(Required work) Each record is to be given again without alteration.

Data excerpts:
━━━━━━━━

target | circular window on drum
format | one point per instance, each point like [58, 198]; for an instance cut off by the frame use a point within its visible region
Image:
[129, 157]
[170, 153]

━━━━━━━━

(Solution to this task)
target | circular window on drum
format | one point per instance, each point like [58, 198]; for an instance cut off by the frame use a point within its visible region
Image:
[129, 157]
[170, 153]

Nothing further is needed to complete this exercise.